*CHALLENGE:* Can you quote the records below in full, word for word?

(Annotation records)

□ □ □ □ □ □ □

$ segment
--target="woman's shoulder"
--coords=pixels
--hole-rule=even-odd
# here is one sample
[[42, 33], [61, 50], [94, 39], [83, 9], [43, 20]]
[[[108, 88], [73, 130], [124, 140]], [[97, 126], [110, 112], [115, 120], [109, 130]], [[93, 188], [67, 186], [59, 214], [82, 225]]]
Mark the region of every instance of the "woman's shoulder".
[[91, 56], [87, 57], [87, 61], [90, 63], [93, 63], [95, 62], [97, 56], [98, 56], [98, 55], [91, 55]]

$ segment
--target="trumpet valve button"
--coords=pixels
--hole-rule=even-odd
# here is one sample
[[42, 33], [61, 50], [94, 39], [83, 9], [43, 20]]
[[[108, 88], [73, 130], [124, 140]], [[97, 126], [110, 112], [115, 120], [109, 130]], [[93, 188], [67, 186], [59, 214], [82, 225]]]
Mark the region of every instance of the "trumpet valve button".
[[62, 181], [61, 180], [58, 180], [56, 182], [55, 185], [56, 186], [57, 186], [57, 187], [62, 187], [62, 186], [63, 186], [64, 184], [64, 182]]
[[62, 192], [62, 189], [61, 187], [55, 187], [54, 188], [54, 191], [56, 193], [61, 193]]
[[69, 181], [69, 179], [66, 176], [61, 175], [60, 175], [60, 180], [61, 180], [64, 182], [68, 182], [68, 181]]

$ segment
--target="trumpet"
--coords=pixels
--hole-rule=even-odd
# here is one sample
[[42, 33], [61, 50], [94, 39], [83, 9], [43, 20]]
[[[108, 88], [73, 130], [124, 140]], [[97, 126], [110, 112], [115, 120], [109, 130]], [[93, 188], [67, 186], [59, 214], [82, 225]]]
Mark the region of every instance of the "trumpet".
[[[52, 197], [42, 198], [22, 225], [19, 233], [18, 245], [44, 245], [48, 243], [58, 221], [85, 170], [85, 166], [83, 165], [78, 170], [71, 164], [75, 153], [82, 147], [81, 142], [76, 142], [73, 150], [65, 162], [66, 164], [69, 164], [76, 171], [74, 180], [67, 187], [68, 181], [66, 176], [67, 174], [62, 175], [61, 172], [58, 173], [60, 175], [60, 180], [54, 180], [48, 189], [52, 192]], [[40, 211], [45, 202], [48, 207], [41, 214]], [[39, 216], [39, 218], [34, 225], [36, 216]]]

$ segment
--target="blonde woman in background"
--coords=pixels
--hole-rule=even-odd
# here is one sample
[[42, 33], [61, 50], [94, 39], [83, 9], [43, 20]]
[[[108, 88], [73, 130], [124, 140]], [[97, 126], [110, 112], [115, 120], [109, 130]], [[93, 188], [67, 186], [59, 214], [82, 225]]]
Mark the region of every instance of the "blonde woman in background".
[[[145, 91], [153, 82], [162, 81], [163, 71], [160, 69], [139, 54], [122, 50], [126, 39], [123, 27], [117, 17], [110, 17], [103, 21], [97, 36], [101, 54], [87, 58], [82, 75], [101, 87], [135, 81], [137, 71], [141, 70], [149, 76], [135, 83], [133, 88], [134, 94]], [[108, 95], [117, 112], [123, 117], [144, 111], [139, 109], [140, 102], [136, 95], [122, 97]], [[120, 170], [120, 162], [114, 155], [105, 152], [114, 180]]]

□ □ □ □ □ □ □

*SOLUTION TO THIS EXERCISE:*
$ segment
--target="woman's shoulder"
--coords=pixels
--hole-rule=even-odd
# here is one sample
[[42, 33], [61, 50], [94, 39], [83, 9], [43, 20]]
[[[108, 88], [73, 130], [124, 140]], [[97, 126], [110, 112], [115, 120], [109, 130]], [[93, 188], [67, 186], [59, 214], [82, 225]]]
Mark the region of every instance of the "woman's shoulder".
[[91, 56], [87, 57], [87, 61], [90, 63], [93, 63], [95, 62], [97, 56], [98, 56], [98, 55], [91, 55]]

$ segment
--target="trumpet valve button"
--coords=pixels
--hole-rule=even-odd
# here is one sample
[[42, 33], [61, 50], [94, 39], [83, 9], [43, 20]]
[[[108, 88], [73, 130], [124, 140]], [[97, 126], [110, 112], [115, 120], [109, 130]], [[93, 188], [67, 186], [59, 214], [82, 225]]]
Mark the region of every instance of the "trumpet valve button".
[[62, 181], [61, 180], [58, 180], [56, 182], [55, 185], [56, 186], [57, 186], [57, 187], [62, 187], [62, 186], [63, 186], [64, 184], [64, 182]]
[[62, 192], [62, 189], [61, 187], [55, 187], [54, 188], [54, 191], [56, 193], [61, 193]]
[[69, 181], [69, 179], [66, 176], [61, 175], [60, 175], [60, 180], [61, 180], [64, 182], [68, 182], [68, 181]]

$ segment
--target="trumpet"
--coords=pixels
--hole-rule=even-odd
# here is one sample
[[42, 33], [61, 50], [94, 39], [83, 9], [43, 20]]
[[[108, 88], [73, 130], [124, 140]], [[97, 126], [110, 112], [115, 120], [109, 130]], [[93, 188], [67, 186], [59, 214], [82, 225]]]
Mark the region of every instance of the "trumpet".
[[[52, 197], [42, 198], [22, 225], [19, 233], [18, 245], [44, 245], [48, 243], [58, 221], [85, 170], [85, 166], [83, 165], [78, 170], [71, 164], [75, 153], [82, 147], [81, 142], [76, 142], [73, 150], [65, 162], [66, 164], [69, 164], [76, 171], [74, 180], [67, 187], [68, 181], [66, 176], [67, 174], [62, 175], [61, 172], [58, 173], [60, 175], [60, 180], [54, 180], [48, 189], [52, 192]], [[40, 211], [45, 202], [48, 207], [41, 214]], [[39, 216], [39, 218], [34, 225], [36, 216]]]

$ segment
--target="blonde woman in background"
--coords=pixels
--hole-rule=even-odd
# here is one sample
[[42, 33], [61, 50], [94, 39], [83, 9], [43, 20]]
[[[108, 88], [73, 130], [124, 140]], [[97, 126], [110, 112], [115, 120], [109, 130]], [[93, 188], [67, 186], [59, 214], [82, 225]]]
Mark the region of every instance of the "blonde woman in background".
[[[145, 91], [153, 82], [162, 81], [163, 71], [160, 69], [139, 54], [122, 50], [126, 39], [123, 27], [117, 17], [110, 17], [103, 21], [97, 36], [101, 54], [87, 58], [82, 75], [101, 87], [135, 81], [137, 71], [141, 70], [149, 76], [135, 83], [133, 88], [134, 94]], [[108, 95], [117, 112], [123, 117], [144, 111], [139, 109], [140, 102], [136, 95], [122, 97]], [[120, 170], [120, 162], [114, 155], [105, 152], [114, 180]]]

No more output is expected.